[Passage shown]
++++++++++++++++++++

A study conducted in Canada by University of Alberta scientists suggests that natural remedies could cause many more harmful side effects than once thought. Mixing herbal medicines and prescriptions could pose undiscovered health risks because many negative reactions are not being reported or tracked.
Pharmacists seldom report adverse reactions experienced by people who use natural health products along with prescription drugs, even though almost half suspect they have seen patients who have had negative side-effects.
The adverse effects of taking prescription drugs with natural health products are dramatically under-reported or not reported at all, so their potential risks may be underestimated by health-care professionals and the public, the study found.
"People look at risks based on what's known. If it's not being reported, it can't be known," said Dr. Sunita Vohra, an associate professor of pediatrics at the University of Alberta and the study's lead author, which was reported in this month's edition of the medical journal The Annals of Pharmacotherapy. "Lack of reporting is a major issue of our knowledge of harms," "If we don't report what natural products react with what medications, how can we effectively counsel patients in what they should avoid combining?"

++++++++++++++++++++

Photo-based referring expression data:
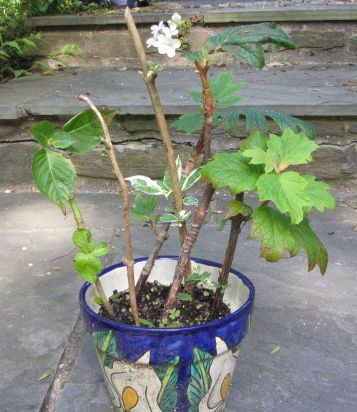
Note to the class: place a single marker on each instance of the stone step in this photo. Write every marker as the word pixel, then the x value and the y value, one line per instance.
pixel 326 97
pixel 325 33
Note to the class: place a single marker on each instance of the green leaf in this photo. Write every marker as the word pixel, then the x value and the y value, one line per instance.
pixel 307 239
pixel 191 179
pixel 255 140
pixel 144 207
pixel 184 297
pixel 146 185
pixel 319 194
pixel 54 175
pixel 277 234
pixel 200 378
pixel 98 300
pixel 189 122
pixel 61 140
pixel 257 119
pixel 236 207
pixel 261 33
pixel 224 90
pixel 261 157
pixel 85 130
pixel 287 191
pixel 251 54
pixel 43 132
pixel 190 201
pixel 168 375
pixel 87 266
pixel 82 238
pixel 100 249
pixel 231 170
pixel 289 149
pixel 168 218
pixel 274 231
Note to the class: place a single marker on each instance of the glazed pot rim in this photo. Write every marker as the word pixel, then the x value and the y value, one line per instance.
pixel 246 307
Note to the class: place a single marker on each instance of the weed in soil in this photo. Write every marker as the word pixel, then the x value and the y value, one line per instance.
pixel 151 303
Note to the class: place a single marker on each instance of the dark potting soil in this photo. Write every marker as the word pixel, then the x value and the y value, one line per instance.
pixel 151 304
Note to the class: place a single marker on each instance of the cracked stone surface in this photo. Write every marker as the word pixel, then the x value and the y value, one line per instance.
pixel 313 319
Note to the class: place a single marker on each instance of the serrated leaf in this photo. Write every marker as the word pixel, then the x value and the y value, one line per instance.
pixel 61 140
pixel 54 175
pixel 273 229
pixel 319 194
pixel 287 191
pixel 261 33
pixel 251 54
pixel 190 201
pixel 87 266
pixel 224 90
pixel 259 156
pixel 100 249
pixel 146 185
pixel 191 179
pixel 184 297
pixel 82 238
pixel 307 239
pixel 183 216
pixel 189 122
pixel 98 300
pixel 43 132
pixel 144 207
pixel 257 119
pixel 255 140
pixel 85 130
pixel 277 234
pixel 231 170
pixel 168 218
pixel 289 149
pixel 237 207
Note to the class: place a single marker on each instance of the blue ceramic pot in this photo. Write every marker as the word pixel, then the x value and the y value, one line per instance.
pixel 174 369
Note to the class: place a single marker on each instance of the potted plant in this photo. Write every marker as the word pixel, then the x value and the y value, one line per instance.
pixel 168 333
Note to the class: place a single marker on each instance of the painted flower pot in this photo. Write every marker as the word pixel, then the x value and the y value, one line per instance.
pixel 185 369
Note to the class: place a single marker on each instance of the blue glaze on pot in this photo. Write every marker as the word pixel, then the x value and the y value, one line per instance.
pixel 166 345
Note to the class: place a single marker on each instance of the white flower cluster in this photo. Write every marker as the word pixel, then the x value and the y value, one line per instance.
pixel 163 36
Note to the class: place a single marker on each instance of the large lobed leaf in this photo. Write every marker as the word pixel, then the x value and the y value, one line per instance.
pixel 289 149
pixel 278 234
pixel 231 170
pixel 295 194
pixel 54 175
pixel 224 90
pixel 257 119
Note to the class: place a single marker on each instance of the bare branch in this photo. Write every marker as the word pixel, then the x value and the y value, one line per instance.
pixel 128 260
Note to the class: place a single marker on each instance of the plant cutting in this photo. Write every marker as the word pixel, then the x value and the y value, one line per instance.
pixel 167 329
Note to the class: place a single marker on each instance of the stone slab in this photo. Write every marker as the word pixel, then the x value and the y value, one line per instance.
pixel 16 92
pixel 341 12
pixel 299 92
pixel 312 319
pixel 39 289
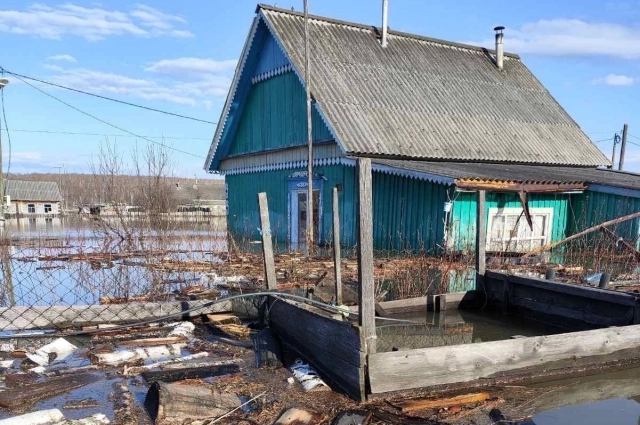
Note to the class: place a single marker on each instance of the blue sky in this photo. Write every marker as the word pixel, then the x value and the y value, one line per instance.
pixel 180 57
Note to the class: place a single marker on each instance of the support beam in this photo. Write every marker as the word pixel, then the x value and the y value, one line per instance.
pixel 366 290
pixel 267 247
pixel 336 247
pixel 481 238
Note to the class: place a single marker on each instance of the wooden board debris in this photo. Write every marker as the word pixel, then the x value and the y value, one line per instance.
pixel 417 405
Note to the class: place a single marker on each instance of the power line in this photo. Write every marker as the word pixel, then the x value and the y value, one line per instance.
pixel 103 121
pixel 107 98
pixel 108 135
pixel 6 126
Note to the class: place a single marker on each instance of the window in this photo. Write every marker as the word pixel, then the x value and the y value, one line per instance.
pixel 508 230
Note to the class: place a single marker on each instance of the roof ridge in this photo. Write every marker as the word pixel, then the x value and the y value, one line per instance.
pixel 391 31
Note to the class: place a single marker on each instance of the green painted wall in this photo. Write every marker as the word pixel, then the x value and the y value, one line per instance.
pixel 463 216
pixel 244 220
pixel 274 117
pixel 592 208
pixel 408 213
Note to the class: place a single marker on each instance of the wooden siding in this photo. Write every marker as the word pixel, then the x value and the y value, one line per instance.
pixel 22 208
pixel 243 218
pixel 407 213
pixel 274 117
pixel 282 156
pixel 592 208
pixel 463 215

++++++++++++++++++++

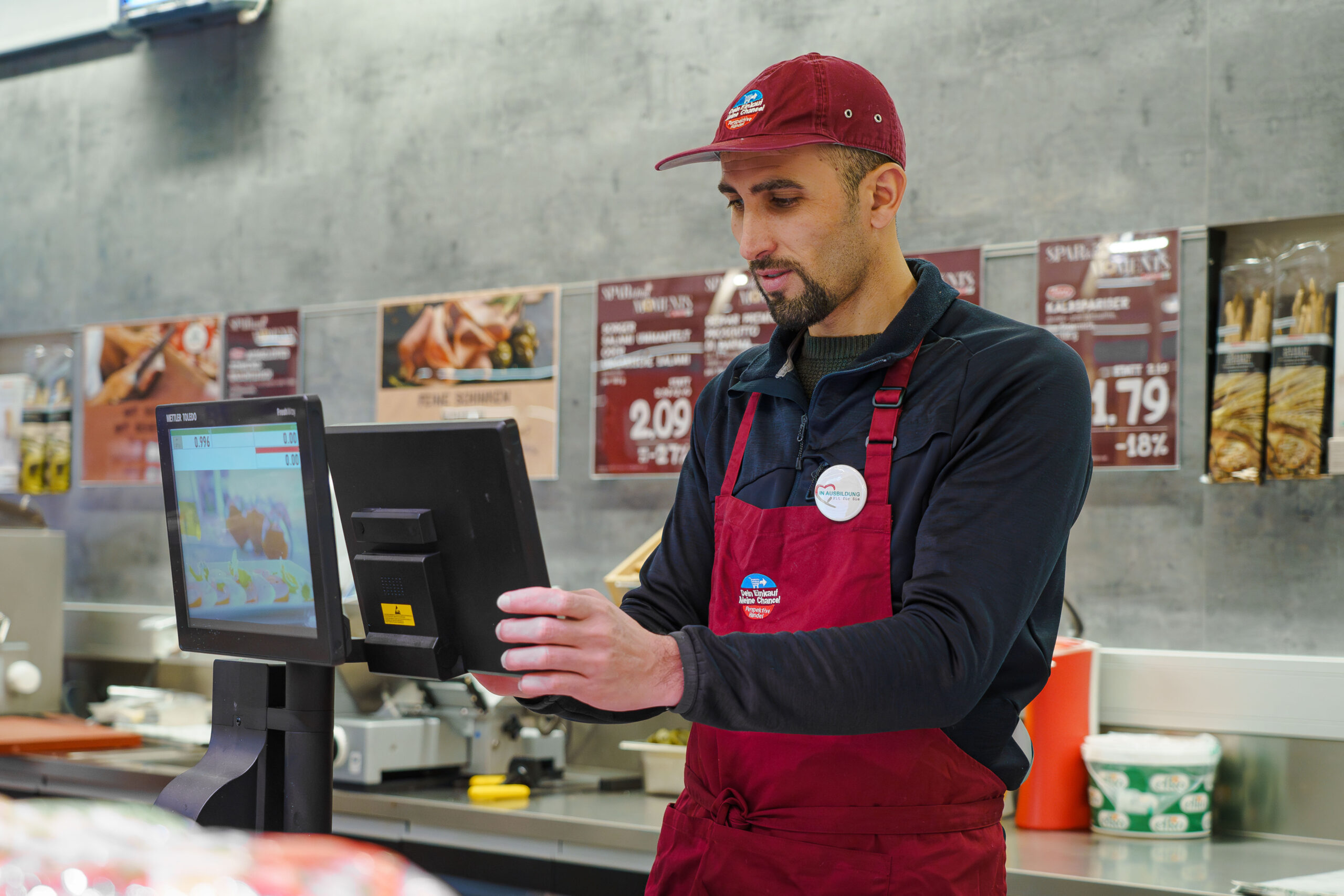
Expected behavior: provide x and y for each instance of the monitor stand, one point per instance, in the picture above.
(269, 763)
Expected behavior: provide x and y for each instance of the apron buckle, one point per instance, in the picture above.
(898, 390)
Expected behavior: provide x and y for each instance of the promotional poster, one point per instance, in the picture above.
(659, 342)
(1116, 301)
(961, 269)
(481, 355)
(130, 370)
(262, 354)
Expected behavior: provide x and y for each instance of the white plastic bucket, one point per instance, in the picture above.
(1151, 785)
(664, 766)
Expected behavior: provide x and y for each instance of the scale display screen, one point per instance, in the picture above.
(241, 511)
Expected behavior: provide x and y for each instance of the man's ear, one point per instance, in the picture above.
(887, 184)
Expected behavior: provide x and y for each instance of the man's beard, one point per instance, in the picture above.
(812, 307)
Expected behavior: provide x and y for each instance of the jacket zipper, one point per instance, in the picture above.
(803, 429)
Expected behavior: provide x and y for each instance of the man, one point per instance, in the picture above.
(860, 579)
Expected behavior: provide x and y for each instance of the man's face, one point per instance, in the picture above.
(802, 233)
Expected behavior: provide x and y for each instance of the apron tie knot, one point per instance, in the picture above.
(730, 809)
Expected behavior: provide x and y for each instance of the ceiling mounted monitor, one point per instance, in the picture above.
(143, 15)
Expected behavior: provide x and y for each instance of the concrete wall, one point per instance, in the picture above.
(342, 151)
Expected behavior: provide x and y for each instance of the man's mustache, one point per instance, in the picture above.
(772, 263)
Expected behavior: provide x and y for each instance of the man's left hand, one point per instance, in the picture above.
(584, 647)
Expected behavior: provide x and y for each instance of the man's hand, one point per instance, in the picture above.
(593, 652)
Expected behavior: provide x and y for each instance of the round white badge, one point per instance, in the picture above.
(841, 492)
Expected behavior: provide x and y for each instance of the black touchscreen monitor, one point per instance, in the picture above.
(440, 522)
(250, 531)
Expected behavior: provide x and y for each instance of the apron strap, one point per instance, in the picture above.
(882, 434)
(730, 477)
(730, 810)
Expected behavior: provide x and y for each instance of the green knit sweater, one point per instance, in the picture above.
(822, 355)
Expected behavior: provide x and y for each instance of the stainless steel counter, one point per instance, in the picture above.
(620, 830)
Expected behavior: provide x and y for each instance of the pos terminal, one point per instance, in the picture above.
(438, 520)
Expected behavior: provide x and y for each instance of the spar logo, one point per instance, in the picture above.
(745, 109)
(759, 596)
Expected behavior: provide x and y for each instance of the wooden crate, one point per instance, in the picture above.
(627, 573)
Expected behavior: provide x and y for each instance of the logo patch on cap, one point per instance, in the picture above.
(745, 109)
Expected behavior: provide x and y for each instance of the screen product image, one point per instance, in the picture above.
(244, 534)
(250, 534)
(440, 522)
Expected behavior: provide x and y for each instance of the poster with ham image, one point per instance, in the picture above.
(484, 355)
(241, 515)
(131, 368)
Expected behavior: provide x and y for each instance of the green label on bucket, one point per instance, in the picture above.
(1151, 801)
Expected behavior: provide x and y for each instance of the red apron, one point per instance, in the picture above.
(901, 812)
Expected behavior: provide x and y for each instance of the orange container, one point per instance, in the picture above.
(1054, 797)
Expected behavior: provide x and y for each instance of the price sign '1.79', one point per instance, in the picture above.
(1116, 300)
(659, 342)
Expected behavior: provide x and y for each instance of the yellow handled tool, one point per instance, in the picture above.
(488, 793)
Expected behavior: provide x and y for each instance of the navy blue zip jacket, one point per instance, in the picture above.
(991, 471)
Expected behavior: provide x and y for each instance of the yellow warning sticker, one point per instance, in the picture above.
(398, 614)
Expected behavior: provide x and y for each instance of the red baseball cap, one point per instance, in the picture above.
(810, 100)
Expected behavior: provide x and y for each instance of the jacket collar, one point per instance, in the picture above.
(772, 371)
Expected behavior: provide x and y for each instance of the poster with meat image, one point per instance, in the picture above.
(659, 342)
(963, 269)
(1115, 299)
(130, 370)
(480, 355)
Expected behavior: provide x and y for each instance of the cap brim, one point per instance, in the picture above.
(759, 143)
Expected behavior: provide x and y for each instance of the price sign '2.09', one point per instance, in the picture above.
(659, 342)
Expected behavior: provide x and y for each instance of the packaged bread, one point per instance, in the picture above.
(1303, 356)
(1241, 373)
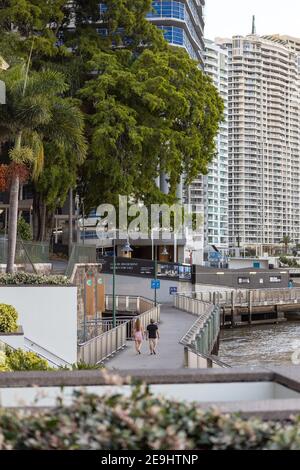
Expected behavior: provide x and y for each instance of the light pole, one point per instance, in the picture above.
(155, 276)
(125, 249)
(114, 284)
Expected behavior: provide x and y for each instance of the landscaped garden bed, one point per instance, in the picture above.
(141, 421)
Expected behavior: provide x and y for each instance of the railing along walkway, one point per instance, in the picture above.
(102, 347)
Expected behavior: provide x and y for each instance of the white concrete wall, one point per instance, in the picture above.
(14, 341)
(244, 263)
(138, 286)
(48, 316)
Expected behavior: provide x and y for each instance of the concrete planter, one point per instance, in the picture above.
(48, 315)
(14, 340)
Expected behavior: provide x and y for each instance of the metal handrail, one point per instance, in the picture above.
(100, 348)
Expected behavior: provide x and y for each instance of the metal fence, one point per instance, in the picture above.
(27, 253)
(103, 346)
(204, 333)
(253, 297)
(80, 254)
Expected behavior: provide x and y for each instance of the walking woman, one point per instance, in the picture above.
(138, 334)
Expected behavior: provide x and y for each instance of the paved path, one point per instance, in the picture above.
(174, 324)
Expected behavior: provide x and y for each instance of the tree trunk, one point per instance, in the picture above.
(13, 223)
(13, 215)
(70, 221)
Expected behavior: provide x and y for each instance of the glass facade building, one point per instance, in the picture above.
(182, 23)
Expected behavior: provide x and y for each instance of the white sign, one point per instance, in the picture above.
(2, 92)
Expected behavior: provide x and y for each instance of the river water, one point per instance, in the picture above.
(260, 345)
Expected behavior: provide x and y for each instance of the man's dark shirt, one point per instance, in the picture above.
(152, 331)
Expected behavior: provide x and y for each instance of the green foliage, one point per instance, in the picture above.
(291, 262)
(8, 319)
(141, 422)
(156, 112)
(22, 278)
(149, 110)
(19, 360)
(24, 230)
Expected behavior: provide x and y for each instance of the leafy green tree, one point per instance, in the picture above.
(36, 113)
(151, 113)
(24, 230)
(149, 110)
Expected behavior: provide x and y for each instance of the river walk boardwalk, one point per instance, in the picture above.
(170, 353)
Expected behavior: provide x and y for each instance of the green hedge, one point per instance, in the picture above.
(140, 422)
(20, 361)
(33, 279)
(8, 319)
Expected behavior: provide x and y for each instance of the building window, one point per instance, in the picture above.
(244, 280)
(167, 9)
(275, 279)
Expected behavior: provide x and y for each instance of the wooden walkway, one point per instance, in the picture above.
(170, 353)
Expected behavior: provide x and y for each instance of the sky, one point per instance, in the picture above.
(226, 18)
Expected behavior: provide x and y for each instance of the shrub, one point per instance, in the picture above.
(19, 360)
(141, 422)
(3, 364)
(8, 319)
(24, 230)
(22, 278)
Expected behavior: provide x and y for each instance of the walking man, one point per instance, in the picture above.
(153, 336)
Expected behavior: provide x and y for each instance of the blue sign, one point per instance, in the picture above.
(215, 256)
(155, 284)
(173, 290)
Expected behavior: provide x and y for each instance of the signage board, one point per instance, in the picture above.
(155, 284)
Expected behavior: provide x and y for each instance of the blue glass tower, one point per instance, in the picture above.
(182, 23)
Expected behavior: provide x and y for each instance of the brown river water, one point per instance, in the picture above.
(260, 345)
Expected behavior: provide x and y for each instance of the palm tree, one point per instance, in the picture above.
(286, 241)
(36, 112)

++++++++++++++++++++

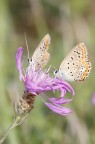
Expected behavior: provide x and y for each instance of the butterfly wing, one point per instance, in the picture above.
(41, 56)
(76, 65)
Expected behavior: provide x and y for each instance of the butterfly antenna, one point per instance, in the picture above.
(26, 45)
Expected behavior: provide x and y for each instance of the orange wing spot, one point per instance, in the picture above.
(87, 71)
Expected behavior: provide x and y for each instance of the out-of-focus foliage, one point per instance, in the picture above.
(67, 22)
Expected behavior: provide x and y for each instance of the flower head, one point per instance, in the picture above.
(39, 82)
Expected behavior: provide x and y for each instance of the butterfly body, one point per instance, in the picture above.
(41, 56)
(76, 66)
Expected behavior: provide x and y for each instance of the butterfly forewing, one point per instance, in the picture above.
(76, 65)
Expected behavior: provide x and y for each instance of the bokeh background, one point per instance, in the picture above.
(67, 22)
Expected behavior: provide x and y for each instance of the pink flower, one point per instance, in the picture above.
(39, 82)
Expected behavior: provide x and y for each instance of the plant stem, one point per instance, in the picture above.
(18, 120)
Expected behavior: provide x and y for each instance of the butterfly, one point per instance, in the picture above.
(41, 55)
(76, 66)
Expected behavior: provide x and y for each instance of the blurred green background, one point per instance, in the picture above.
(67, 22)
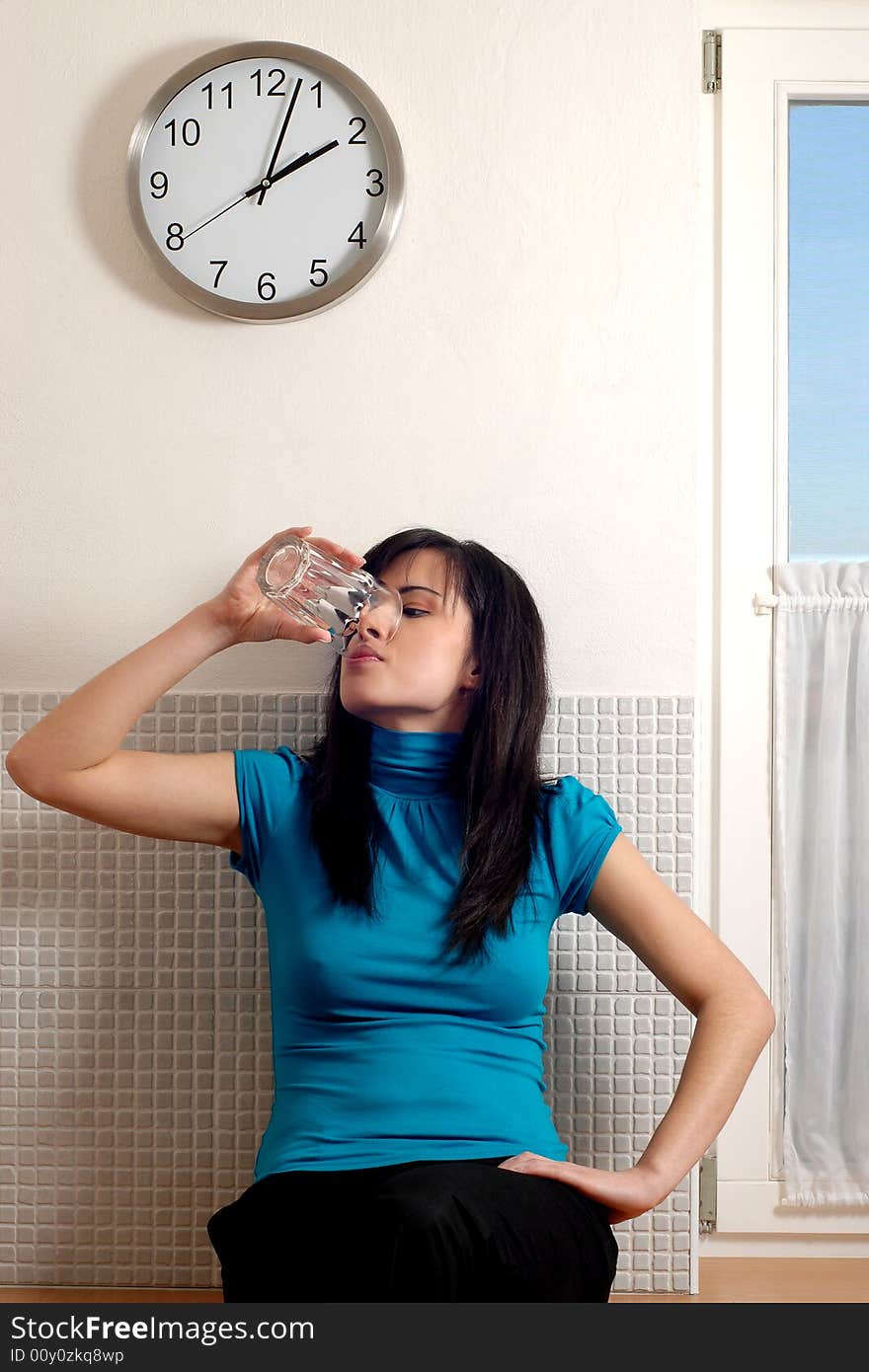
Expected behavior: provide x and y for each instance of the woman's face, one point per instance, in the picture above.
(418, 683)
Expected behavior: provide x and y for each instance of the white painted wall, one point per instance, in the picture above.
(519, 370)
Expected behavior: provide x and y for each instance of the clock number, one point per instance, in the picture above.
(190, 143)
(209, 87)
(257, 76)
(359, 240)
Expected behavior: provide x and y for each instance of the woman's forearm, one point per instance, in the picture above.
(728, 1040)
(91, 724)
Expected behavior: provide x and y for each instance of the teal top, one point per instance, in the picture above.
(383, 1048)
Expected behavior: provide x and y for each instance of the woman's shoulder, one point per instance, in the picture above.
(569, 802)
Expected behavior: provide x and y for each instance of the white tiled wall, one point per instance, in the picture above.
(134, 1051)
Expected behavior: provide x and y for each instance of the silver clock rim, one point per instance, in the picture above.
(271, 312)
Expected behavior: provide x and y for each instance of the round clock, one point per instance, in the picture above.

++++++++++++++++++++

[Problem set]
1. According to the passage on herbal remedies, what position does Dr. Sunita Vohra hold at the University of Alberta?
2. Rewrite the paragraph of the passage on herbal remedies that begins "A study conducted in Canada" as a shorter version that keeps its main facts.
3. Continue the passage on herbal remedies from where it stops.
This data is separate material and is unrelated to the passage on herbal remedies.

[Results for the exercise]
1. She is an associate professor of pediatrics.

2. A University of Alberta study in Canada suggests natural remedies may cause more harmful side effects than once believed. Combining herbal medicines with prescriptions could carry hidden health risks because many negative reactions go unreported and untracked.

3.
Vohra said 71 per cent of Canadians use natural health products, such as St. John's wort, echinacea, Chinese medicines, vitamins, herbal remedies or garlic pills. Many of those people also have chronic health issues and take prescription medications, yet because so little research has been done on the topic, they and health-care providers don't understand the potential risks of mixing the substances.
For instance, 95 per cent of the pharmacist respondents said they didn't feel comfortable counseling patients on the possible side-effects of combining garlic with the HIV medication Ritonavir even though reports suggest garlic lowers the concentration of the prescribed drug in the blood. Half had not heard that organ transplant patients taking the anti-rejection drug Cyclosporine along with St. John's wort -- commonly used to fight depression -- could cause them to reject their new organ. Many didn't recognize that St. John's wort can cause failure of oral contraceptives, or that cranberry juice -- taken medically to calm bladder infections -- can make the blood-thinning drug Warfarin unstable.
The findings point to an "urgent need" for additional safety data on herbal and other natural products used by millions of Canadians, said the University of Alberta scientists behind the research.
"This [study] leads us to believe that natural-health product [NHP] adverse events are far more common than previously suspected,"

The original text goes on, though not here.